TASK REQUIREMENTS:
1. In the piece on 21st-century transportation, what did owning a car become a symbol of?
2. Translate this sentence from the piece on 21st-century transportation into Spanish: "We need a transportation system that reflects this century."
3. Carry the piece on 21st-century transportation further, picking up right after its final sentence.

EXCERPTED PASSAGE:
○ ○ ○ ○ ○ ○ ○

21st Century Transportation

Efficient public transportation like intercity rail and clean bus systems make our transportation system better for everyone by reducing traffic congestion and pollution, and increasing our options for getting around.

Moving Florida Forward

Changing Transportation: U.S. PIRG's series of reports on the dramatic changes underway in how Americans travel.

In the 20th century, Americans fell in love with the car. Driving a car became a rite of passage. Owning a car became a symbol of American freedom and mobility. And so we invested in a network of interstate highways that facilitated travel and connected the nation.

Now we're in a new century, with new challenges and new transportation needs. We still love our cars, but we also know they harm the environment around us. Americans want choices for getting to work, school, shopping and more. As lifestyles change, Americans — especially the Millennial generation — are changing their driving and transportation preferences.

We need a transportation system that reflects this century.

○ ○ ○ ○ ○ ○ ○

Lines of data
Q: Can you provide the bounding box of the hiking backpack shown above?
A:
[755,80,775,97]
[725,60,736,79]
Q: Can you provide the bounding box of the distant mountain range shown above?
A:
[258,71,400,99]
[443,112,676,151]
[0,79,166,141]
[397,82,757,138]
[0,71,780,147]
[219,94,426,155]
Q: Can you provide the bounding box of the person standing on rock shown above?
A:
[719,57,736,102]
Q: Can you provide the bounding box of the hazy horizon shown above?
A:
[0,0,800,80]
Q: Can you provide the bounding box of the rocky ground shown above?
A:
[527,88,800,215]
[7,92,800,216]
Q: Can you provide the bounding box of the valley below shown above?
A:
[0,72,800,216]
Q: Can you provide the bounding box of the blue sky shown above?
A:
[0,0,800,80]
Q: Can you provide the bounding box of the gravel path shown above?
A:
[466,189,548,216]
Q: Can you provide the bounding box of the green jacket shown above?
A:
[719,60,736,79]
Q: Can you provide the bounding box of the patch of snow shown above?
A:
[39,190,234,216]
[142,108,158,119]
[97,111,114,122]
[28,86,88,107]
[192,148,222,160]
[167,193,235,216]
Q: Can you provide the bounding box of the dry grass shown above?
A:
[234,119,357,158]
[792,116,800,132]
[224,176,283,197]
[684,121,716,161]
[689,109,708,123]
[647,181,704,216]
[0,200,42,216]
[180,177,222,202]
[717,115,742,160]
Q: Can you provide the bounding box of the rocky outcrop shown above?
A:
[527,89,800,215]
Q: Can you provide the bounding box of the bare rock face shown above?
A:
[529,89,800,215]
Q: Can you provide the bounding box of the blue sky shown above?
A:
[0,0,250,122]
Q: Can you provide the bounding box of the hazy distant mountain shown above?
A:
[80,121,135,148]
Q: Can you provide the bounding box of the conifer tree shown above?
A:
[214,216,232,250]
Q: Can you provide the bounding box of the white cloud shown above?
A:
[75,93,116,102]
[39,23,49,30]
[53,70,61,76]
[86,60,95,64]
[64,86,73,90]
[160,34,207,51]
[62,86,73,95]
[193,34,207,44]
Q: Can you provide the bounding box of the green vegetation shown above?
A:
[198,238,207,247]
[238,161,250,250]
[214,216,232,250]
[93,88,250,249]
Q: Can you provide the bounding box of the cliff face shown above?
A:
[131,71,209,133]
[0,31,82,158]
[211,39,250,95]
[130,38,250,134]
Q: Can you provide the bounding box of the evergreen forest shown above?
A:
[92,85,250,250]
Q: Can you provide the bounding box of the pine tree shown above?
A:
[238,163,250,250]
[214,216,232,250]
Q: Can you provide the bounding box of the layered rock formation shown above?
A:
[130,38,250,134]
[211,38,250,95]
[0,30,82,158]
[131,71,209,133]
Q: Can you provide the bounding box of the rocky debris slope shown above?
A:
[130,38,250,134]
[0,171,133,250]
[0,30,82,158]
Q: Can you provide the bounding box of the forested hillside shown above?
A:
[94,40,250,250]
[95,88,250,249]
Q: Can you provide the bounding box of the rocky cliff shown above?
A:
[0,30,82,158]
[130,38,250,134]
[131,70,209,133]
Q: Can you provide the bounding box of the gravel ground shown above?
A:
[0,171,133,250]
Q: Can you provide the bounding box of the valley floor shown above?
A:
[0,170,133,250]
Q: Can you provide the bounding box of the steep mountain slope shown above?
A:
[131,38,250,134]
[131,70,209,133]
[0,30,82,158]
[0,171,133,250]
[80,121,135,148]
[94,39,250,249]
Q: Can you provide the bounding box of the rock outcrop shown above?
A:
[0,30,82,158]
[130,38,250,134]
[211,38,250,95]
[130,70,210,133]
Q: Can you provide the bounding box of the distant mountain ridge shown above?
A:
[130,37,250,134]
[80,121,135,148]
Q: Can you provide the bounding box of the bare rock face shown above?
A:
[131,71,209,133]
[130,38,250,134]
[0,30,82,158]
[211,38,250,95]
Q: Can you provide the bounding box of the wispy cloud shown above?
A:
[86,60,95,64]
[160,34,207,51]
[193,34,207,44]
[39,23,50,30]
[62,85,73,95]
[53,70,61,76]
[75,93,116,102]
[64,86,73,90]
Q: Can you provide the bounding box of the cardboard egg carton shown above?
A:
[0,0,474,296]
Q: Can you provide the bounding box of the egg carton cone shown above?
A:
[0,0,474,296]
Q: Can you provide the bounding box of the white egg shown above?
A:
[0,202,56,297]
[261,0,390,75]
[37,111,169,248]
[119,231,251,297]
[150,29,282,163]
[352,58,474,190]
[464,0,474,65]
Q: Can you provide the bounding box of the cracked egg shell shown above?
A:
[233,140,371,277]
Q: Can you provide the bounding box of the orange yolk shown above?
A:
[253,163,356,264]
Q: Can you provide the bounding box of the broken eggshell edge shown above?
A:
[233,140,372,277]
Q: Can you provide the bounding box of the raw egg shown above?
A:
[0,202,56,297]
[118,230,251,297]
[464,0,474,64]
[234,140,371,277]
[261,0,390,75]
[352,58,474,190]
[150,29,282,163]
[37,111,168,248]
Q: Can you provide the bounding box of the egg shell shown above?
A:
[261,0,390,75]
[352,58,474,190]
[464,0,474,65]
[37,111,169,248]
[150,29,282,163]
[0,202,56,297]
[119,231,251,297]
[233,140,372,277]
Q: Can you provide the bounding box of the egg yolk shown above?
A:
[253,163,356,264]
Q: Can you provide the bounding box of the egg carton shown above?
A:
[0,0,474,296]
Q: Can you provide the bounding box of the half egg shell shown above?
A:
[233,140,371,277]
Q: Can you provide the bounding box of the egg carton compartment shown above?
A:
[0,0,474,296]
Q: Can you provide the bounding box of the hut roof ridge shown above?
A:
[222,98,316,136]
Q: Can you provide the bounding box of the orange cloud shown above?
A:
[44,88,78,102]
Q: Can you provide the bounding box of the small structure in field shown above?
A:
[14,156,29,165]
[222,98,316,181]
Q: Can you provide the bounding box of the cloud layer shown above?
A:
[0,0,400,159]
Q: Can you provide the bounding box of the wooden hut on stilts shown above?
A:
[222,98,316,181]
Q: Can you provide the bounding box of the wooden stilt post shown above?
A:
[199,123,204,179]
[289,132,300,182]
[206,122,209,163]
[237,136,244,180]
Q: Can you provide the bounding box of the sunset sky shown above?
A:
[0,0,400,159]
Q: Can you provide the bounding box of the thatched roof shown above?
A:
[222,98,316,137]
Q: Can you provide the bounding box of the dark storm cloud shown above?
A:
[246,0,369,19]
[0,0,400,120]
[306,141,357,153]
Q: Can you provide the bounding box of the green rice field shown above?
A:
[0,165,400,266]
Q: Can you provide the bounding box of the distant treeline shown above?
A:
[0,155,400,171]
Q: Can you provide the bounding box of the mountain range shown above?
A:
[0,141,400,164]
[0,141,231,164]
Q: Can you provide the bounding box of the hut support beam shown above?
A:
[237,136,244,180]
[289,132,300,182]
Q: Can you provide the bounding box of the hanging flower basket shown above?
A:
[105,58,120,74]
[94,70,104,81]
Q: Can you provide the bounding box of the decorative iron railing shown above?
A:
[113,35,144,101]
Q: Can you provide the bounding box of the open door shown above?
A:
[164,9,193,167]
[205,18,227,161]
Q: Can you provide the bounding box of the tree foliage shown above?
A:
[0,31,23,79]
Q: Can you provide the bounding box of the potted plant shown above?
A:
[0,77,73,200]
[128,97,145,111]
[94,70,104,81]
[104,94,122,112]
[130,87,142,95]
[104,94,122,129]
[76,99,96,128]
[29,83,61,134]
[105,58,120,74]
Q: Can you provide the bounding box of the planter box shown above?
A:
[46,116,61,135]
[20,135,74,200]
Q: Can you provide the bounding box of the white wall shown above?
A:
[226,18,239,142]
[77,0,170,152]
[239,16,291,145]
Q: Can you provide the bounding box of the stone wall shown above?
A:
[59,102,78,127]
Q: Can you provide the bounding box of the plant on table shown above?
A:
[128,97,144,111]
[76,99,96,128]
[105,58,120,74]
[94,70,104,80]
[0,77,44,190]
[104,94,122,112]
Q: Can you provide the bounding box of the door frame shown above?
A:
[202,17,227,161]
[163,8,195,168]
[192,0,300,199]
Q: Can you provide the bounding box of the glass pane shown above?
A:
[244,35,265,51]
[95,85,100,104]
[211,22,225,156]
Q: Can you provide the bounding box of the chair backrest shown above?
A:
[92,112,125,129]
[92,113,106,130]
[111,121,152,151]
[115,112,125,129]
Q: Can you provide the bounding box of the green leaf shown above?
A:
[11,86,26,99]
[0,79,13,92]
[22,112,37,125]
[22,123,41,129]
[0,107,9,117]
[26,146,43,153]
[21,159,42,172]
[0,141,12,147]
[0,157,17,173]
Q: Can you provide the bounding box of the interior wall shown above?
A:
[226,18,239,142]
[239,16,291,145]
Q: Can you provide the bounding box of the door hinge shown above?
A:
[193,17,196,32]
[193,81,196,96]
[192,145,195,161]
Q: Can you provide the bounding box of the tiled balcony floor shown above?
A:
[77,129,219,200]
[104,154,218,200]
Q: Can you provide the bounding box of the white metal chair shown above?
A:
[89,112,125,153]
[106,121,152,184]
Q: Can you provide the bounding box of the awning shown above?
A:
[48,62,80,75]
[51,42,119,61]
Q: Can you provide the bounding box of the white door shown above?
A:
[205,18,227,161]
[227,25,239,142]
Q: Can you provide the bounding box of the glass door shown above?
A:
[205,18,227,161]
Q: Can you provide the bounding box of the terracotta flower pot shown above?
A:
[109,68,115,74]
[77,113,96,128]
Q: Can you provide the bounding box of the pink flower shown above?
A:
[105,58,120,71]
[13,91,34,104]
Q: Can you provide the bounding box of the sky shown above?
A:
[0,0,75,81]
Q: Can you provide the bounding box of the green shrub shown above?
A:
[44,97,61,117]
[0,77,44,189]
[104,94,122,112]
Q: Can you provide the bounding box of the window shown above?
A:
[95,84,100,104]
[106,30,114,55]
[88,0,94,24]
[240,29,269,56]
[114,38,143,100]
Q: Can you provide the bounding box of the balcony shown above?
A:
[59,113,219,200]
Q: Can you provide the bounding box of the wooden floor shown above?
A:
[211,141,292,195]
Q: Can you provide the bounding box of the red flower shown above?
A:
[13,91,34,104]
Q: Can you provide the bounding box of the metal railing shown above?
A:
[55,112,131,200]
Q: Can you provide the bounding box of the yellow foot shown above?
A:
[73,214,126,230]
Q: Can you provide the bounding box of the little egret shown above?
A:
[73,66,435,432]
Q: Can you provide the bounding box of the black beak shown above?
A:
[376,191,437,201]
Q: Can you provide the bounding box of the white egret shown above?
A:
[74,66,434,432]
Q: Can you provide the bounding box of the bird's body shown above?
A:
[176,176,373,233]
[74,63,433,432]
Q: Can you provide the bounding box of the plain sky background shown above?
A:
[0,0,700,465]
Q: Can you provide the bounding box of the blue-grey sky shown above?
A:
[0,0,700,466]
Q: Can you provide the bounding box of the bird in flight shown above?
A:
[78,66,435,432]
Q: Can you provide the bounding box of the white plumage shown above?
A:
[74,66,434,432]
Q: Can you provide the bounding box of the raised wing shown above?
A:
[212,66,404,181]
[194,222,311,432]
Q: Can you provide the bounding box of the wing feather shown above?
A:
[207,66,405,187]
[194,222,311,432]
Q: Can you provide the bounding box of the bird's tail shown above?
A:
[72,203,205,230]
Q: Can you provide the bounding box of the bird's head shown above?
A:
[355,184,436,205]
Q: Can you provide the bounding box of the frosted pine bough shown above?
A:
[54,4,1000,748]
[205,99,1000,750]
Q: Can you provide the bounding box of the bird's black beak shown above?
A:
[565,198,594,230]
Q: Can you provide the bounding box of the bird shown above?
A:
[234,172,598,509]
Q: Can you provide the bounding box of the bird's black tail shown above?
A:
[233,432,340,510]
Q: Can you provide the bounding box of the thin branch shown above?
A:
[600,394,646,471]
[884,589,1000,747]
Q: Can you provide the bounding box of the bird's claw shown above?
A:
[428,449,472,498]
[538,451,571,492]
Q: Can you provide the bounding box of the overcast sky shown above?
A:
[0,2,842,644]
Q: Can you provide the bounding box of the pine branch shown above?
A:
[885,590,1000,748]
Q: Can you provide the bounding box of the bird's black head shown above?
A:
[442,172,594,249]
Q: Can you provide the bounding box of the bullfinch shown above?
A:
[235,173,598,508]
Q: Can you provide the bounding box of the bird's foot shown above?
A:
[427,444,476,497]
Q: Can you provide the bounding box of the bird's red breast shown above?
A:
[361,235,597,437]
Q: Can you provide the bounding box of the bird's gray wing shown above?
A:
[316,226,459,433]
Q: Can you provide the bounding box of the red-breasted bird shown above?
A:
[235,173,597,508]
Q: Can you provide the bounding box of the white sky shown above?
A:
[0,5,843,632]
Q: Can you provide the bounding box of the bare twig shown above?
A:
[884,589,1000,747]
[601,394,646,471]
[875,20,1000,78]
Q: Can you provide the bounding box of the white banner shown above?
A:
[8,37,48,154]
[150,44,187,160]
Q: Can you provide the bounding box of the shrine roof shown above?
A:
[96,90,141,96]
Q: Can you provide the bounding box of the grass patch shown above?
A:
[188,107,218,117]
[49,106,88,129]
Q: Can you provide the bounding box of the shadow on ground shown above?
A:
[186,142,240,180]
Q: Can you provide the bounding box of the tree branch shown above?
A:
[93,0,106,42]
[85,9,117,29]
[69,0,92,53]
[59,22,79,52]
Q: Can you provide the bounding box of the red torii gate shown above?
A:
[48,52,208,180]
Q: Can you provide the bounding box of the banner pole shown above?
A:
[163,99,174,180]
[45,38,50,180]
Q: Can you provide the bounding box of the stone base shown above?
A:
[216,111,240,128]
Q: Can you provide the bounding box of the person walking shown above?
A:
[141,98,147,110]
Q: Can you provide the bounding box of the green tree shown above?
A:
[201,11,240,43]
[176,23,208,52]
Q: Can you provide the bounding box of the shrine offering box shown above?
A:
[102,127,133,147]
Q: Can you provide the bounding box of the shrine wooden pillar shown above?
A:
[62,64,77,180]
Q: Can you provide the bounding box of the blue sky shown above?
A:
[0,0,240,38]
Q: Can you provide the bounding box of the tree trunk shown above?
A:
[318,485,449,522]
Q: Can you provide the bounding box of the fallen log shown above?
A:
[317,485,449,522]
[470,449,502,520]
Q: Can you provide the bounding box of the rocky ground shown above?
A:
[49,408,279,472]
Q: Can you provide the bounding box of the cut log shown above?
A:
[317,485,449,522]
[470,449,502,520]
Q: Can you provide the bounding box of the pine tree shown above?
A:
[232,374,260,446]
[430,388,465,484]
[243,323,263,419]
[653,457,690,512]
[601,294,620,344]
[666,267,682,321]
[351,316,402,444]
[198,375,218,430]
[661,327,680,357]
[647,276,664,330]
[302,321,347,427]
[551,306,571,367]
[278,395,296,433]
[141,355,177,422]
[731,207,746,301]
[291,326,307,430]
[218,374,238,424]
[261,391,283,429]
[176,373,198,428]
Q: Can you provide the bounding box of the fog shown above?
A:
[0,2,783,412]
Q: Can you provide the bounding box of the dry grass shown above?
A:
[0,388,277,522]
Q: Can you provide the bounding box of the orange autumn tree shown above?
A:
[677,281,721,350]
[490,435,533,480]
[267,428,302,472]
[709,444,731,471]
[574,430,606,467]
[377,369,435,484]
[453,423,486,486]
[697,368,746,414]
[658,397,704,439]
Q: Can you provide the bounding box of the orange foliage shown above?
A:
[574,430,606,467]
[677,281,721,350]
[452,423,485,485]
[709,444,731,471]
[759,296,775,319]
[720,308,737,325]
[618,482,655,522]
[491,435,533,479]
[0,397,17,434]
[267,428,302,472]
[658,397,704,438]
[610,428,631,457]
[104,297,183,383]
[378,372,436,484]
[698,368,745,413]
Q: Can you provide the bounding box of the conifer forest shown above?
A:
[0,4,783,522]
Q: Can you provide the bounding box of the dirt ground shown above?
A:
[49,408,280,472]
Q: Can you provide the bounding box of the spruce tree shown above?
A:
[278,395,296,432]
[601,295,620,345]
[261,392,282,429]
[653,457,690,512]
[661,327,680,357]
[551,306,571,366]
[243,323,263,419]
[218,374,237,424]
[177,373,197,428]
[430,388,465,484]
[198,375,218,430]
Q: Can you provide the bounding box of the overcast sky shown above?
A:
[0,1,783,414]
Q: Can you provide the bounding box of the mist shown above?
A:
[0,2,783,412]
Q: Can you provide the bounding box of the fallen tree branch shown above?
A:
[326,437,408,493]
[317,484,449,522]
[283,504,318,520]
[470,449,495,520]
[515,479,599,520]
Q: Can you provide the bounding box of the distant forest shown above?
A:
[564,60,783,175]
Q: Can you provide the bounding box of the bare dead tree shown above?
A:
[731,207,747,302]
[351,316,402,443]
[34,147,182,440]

○ ○ ○ ○ ○ ○ ○

PER-TASK ANSWERS:
1. Owning a car became a symbol of American freedom and mobility.

2. Necesitamos un sistema de transporte que refleje este siglo.

3.
Consider:

Public transportation ridership nationwide is hitting record highs. This trend is greatest among younger Americans — who will be the biggest users of the infrastructure we build today. Since the 1950s — despite knowing that buses and rail use far less energy and space — we have spent nine times more on highway projects than on public transportation.

In 2015, more than half of Americans — and nearly two-thirds of Millennials, the country’s largest generation — want to live “in a place where they do not need to use a car very often.” Similar trends exist for older adults. Older adults in general put the creation of pedestrian-friendly streets and local investment in public transportation in their top five priorities for their communities.

By reducing traffic and pollution, and increasing our options for getting around, efficient public transportation systems like intercity rail and clean bus systems would make America’s transportation future better for everyone.

But America also needs to repair and maintain its current aging infrastructure. Nearly 59,000 of the nation’s bridges are classified as “structurally deficient.” Instead of building newer and wider highways that will only make America more dependent on dirty fossil fuels, we need to be smart in how we invest in roads, and fix them first.

The good news is that the public is in many ways ahead of Congress in leading the way toward reform. Help us make sure our decision makers recognize the need to invest in a 21st century transportation system.

Check out our video showcasing our work to bring about better transportation options for America's future.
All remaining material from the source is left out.